REQUIRED TASK A
Summarize the passage on container adoption below in two sentences.
REQUIRED TASK B
Reproduce the passage on container adoption below word for word, starting at "You’re ready to" and ending at "a high level.".

DOCUMENT PASSAGE
"""

So you have an application that is composed around containers. You have lightweight base images, a centralized container registry, and integration with the deployment and continuous integration (CI) pipeline — everything needed to get containers working at full scale on your hardware. For running a multitier application, you spent time on using a service discovery mechanism for your application containers. You have a logging mechanism that pulls out the information from each container and ships them to a server to be indexed. Using a monitoring tool that is well suited for this era when machines are disposable, you see an aggregate of your monitoring data, giving you a view of the data grouped around container roles. Everything falls nicely into place.
You’re ready to take this to the next level by connecting your pipeline to production. The production environment is where the containers will see the most entropy. Rolling containers into production requires that you spend your time building a canary release system to implement a rolling upgrade process. Every change travels neatly from the development environment to your production environment, shutting down one container at a time and replacing them with a brand new version of your code. This is what usually comes to mind when we talk about adopting containers at a high level.

"""

GIVEN ENTRIES
"""

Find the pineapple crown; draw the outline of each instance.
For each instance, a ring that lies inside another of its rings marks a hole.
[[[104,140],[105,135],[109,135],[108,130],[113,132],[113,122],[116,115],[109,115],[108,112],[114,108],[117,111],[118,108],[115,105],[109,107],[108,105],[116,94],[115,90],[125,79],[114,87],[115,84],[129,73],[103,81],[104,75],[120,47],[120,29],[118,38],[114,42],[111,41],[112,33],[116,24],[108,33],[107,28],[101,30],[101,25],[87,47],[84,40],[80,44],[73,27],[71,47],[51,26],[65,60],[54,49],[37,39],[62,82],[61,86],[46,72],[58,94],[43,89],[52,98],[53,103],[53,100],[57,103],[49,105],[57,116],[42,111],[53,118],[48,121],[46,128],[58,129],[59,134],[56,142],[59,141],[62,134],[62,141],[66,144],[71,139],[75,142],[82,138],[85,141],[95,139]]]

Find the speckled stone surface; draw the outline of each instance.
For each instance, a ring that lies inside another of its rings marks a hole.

"""

TASK RESULT A
An application built around containers has lightweight base images, a centralized registry, CI and deployment integration, service discovery, logging that ships container data to a server for indexing, and monitoring that groups data by container role. Taking it to production requires a canary release system for rolling upgrades, where each change moves from development to production by replacing one container at a time with a new version of the code.

TASK RESULT B
You’re ready to take this to the next level by connecting your pipeline to production. The production environment is where the containers will see the most entropy. Rolling containers into production requires that you spend your time building a canary release system to implement a rolling upgrade process. Every change travels neatly from the development environment to your production environment, shutting down one container at a time and replacing them with a brand new version of your code. This is what usually comes to mind when we talk about adopting containers at a high level.